Problem
Output the news excerpt on Medicare and vaping below in full, word for word.

═════ Extracted text

Medicare Advantage has little impact on traditional Medicare spending (Modern Healthcare- subscription required): MedPAC's study found that fee-for-service spending was just 2% lower in markets with high Advantage penetration compared to those with the lowest numbers. High Advantage penetration averaged 52.2% compared to 13% in low markets.” Check yesterday’s full presentation since the study has not yet been published.

Quality of Home Health Agencies Serving Traditional Medicare [TM] vs Medicare Advantage [MA] Beneficiaries: “Compared with TM beneficiaries, MA beneficiaries residing in the same zip code enrolled in either high- or low-quality MA plans may receive treatment from lower-quality HHAs. Policy makers may consider incentivizing MA plans to include higher-quality HHAs in their networks and improving patient education regarding HHA quality.”

About the public’s health

Lung illness tied to vaping has killed five people, may be a new ‘worrisome’ disease, officials say: The death toll from vaping is now five. The vitamin E reported yesterday as the cause of deaths appears to have been from black market marijuana cartridges. The cause for all the illness has yet to be identified.

══════════
═════ Data under study

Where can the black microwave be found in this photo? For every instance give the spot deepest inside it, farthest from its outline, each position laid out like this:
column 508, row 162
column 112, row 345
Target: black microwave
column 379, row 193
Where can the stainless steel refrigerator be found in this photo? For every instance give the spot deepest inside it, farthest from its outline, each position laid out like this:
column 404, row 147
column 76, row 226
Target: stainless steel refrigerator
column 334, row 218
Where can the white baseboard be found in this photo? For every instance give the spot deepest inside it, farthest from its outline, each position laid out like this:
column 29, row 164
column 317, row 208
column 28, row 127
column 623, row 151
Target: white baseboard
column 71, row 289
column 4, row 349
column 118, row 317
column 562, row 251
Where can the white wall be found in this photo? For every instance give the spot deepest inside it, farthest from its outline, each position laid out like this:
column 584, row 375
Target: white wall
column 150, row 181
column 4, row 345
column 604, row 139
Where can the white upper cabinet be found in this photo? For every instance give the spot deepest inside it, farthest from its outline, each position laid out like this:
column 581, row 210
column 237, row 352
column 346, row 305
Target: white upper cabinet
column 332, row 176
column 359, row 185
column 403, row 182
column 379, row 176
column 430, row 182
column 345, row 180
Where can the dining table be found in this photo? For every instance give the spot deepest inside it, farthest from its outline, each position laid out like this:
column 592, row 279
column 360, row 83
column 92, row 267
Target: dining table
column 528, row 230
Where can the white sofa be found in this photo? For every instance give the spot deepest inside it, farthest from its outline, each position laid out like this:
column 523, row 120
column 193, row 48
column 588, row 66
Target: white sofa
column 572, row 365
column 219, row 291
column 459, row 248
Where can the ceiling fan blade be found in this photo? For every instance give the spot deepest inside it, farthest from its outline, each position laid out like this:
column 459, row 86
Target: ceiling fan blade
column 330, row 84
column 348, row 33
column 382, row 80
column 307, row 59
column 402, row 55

══════════

Final answer
Medicare Advantage has little impact on traditional Medicare spending (Modern Healthcare- subscription required): MedPAC's study found that fee-for-service spending was just 2% lower in markets with high Advantage penetration compared to those with the lowest numbers. High Advantage penetration averaged 52.2% compared to 13% in low markets.” Check yesterday’s full presentation since the study has not yet been published.

Quality of Home Health Agencies Serving Traditional Medicare [TM] vs Medicare Advantage [MA] Beneficiaries: “Compared with TM beneficiaries, MA beneficiaries residing in the same zip code enrolled in either high- or low-quality MA plans may receive treatment from lower-quality HHAs. Policy makers may consider incentivizing MA plans to include higher-quality HHAs in their networks and improving patient education regarding HHA quality.”

About the public’s health

Lung illness tied to vaping has killed five people, may be a new ‘worrisome’ disease, officials say: The death toll from vaping is now five. The vitamin E reported yesterday as the cause of deaths appears to have been from black market marijuana cartridges. The cause for all the illness has yet to be identified.